_EXTRACT_
————

Arts & CultureCultural Affairs

Q&A: AV on her new album, ‘Everybody Matters’

Eight years after releasing her album ‘For the People in the Mean Time,’ award-winning musician AV returns with a riveting record full of heart during bleak times.

Everybody Matters is an album that demonstrates the evolution of Ann Vriend’s musicality. With a refined sound that comes from her use of limited instruments, local artist Ann Vriend (AV) makes her harmonic voice the centrepiece of her songs. 

The Gateway sat down with AV to discuss her new album, including topics such as the opioid crisis, her neighbourhood McCauley, as well as musical inspirations. 

Responses have been edited for brevity and clarity. 

The Gateway: What inspired you to use “Everybody Matters” as the title of your album?

Vriend: I was just thinking about the play on words about matters that involve everybody. [Everybody Matters is] inspired by my neighbourhood McCauley. It’s said to be one of the worst economically distressed neighbourhoods in all of Alberta, apparently. In a way, those sorts of human rights issues [like poverty, inequality, and the opioid crisis] definitely affect the neighbourhood that I live in, in a long-standing way.

Q: The inspiration from the blue’s genre is undeniably present in this record. How did you come to discover and include this genre in your music?

[There are] a couple [of] reasons. I’ve been experimenting and delving into a play of that genre for over 20 years. I discovered all that stuff when I was a teenager — some of it earlier. My mom had gospel records from during the Civil Rights Movement. That kind of music just seemed full of pain and suffering but was also a [form of] cathartic release by expressing it too. All music is important to me in one way or another but that one seemed so raw and vulnerable but also empowering. 

Q: A lot of the reoccurring themes within your songs seem to be critiques of things such as capitalism, poverty and inequality; have you always wanted to write about these kinds of topics?

Not always, but certainly. Even when I was a teenager I was interested in civil rights. So justice, in general, has been a topic I’ve been interested in various ways. And when I moved to [McCauley] — I moved here almost 14 years ago, and when I first moved here it felt like nobody lived here. Now with the opioid crisis, especially [when it] hit around 2014 and 2015, it totally feels like a zombie apocalypse out here. The last eight years [in McCauley] have been really crazy. You can really tell that the opioid crisis hit here hard and it hasn’t stopped hitting here hard.

————

_DATASET ENTRIES_

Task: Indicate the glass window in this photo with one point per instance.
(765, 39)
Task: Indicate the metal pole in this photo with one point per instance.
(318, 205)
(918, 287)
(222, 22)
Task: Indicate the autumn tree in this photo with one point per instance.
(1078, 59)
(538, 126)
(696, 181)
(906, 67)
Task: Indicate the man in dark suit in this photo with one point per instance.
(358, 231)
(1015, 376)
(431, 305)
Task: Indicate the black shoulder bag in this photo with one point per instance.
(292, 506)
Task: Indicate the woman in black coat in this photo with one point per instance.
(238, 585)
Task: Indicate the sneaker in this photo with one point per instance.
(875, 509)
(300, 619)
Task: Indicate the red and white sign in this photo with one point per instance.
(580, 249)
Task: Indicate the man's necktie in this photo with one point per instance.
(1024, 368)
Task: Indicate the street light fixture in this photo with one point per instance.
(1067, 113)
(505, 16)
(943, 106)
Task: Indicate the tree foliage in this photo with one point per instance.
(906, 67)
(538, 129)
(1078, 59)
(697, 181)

————

_YOUR OBJECTIVE_
Carry on the interview with AV about her album Everybody Matters, starting after her answer about the opioid crisis in McCauley.

_OUTPUT FOR THIS TASK_
Q: Your decision to do porch concerts seemed to really unify people together during a very bleak and isolating moment during the pandemic. Would you say that there was any inspiration or new perspectives from the pandemic that you incorporated into making this album?

The whole decision to do the porch concerts was very much organically spontaneous — something that I’d do once cause I was bored. I had all my shows cancelled and didn’t know what to do with myself so it was just a one-time thing. [Live performing] feels like you have a purpose in this world and everyone goes away feeling better. I realize that it was a really important thing to do as an artist to keep my sense of purpose going at a time when everyone is pretty vulnerable and shaky about the future of the performing arts in general.

A [unintended] side effect of the whole porch concerts was [that] lots of people in the audience were people that just walked by and happened upon our show in the neighbourhood. It ended up being that there were lots of people that came to McCauley who had no idea it was like this here with the opioid crisis and with the amount of people walking by with shopping carts. It was an eye-opening experience for a lot of people. Having lived here so long, [I] sometimes forget that. [McCauley residents] felt proud that their neighbourhood was [doing] this thing. I think everybody just really revelled in the experience of being treated like everybody else and felt welcomed.